The task — Please rewrite every line of the entries from the start through the line containing "point(588, 433)", inclusive, adding 20 to each coordinate in the answer points only. Leave the pictures out.

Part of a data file
--------------------------------

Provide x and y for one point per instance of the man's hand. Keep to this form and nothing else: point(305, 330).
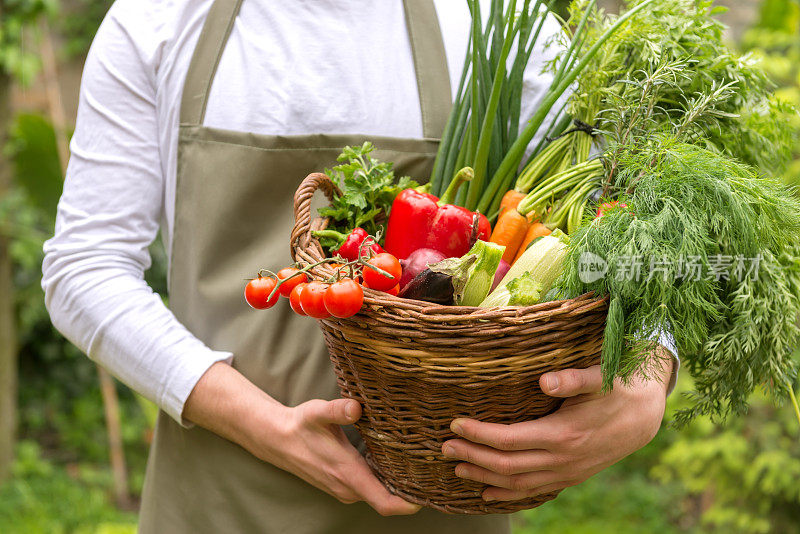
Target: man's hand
point(306, 440)
point(588, 433)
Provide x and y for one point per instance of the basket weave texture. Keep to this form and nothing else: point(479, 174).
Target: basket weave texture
point(415, 366)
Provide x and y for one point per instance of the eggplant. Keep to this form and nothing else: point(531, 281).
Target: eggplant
point(430, 286)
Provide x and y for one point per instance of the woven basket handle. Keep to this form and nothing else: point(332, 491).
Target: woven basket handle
point(301, 242)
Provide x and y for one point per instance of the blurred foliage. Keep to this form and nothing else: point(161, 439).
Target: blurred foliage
point(745, 473)
point(775, 41)
point(79, 24)
point(61, 406)
point(18, 24)
point(742, 478)
point(45, 497)
point(618, 500)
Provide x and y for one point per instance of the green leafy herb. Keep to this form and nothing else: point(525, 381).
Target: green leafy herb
point(368, 188)
point(735, 328)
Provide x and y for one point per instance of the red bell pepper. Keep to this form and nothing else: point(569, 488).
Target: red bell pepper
point(421, 220)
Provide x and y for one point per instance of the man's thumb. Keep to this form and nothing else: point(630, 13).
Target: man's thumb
point(337, 412)
point(572, 382)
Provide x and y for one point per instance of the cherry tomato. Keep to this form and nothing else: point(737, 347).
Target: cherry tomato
point(344, 298)
point(294, 298)
point(257, 292)
point(388, 263)
point(292, 280)
point(312, 300)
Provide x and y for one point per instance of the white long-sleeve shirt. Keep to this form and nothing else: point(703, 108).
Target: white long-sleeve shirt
point(305, 66)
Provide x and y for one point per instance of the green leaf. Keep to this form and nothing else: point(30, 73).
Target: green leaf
point(37, 168)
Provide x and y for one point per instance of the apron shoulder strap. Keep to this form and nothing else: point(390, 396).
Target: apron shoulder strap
point(433, 79)
point(430, 62)
point(207, 53)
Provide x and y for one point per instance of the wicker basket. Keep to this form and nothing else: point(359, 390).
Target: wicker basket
point(415, 366)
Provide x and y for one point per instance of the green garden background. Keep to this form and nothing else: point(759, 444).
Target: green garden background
point(73, 443)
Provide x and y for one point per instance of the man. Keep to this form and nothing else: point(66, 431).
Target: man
point(200, 119)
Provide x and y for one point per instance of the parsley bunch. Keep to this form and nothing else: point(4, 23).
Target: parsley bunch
point(368, 188)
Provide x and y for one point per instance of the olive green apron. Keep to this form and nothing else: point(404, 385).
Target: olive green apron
point(233, 216)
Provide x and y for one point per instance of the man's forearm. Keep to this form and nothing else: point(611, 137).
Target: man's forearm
point(226, 403)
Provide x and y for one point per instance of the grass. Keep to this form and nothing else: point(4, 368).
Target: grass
point(43, 497)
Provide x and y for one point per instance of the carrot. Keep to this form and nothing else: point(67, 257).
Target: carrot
point(509, 232)
point(535, 230)
point(510, 200)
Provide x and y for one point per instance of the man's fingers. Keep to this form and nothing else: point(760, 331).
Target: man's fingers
point(335, 412)
point(543, 433)
point(376, 495)
point(503, 494)
point(572, 382)
point(501, 462)
point(519, 482)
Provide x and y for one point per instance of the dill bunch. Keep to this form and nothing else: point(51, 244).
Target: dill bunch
point(687, 206)
point(706, 93)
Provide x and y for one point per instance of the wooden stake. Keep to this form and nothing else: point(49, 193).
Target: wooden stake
point(8, 338)
point(107, 387)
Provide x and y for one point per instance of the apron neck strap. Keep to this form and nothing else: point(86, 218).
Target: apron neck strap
point(433, 80)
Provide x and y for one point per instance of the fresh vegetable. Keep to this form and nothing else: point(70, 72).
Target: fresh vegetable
point(344, 298)
point(430, 286)
point(543, 261)
point(535, 231)
point(376, 279)
point(418, 261)
point(351, 244)
point(734, 327)
point(510, 201)
point(312, 300)
point(294, 298)
point(472, 274)
point(291, 277)
point(420, 220)
point(257, 292)
point(524, 290)
point(509, 232)
point(605, 207)
point(502, 269)
point(484, 125)
point(368, 188)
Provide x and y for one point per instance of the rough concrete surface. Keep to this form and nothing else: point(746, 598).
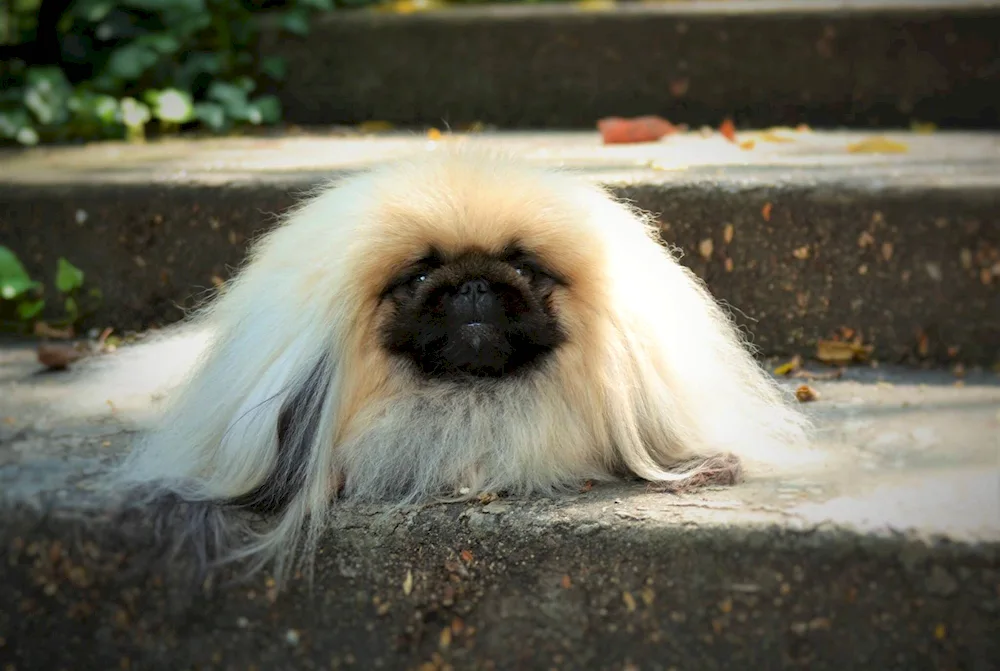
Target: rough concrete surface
point(798, 234)
point(888, 558)
point(828, 63)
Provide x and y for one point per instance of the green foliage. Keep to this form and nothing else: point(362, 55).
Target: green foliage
point(130, 67)
point(22, 299)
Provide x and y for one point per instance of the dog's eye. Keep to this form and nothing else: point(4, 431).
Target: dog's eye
point(524, 271)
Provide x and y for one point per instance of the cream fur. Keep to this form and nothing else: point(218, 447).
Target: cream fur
point(653, 373)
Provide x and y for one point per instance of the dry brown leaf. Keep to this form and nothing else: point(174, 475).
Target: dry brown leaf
point(43, 330)
point(804, 393)
point(408, 583)
point(705, 248)
point(621, 130)
point(629, 601)
point(772, 136)
point(877, 145)
point(374, 126)
point(841, 352)
point(58, 356)
point(789, 366)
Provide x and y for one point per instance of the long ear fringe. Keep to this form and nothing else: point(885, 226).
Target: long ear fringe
point(696, 390)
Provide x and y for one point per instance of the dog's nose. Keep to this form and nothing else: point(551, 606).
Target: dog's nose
point(474, 288)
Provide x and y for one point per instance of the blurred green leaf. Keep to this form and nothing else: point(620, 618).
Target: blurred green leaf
point(211, 114)
point(296, 21)
point(68, 276)
point(131, 60)
point(134, 114)
point(47, 94)
point(269, 108)
point(14, 279)
point(72, 310)
point(274, 67)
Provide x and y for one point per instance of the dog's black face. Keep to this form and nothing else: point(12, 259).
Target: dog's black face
point(473, 315)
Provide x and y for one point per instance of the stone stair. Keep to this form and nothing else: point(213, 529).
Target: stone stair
point(888, 560)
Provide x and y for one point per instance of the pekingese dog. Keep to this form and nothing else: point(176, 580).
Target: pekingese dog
point(442, 327)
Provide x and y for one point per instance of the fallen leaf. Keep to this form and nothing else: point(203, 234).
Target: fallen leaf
point(705, 248)
point(629, 601)
point(727, 233)
point(804, 393)
point(374, 126)
point(728, 130)
point(772, 136)
point(923, 344)
point(58, 357)
point(841, 352)
point(877, 145)
point(408, 583)
point(790, 366)
point(621, 130)
point(43, 330)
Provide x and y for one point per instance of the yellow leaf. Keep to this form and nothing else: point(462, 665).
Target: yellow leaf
point(877, 145)
point(789, 366)
point(772, 136)
point(374, 126)
point(407, 6)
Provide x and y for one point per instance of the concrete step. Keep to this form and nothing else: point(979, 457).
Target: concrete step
point(828, 63)
point(801, 236)
point(889, 559)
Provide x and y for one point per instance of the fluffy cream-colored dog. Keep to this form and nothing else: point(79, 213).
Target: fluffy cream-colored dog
point(457, 322)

--------------------------------

Reply to the exercise —
Provide x and y for one point per instance of the man's hand. Keep to this form and nothing else: point(305, 330).
Target: man's hand
point(326, 460)
point(608, 453)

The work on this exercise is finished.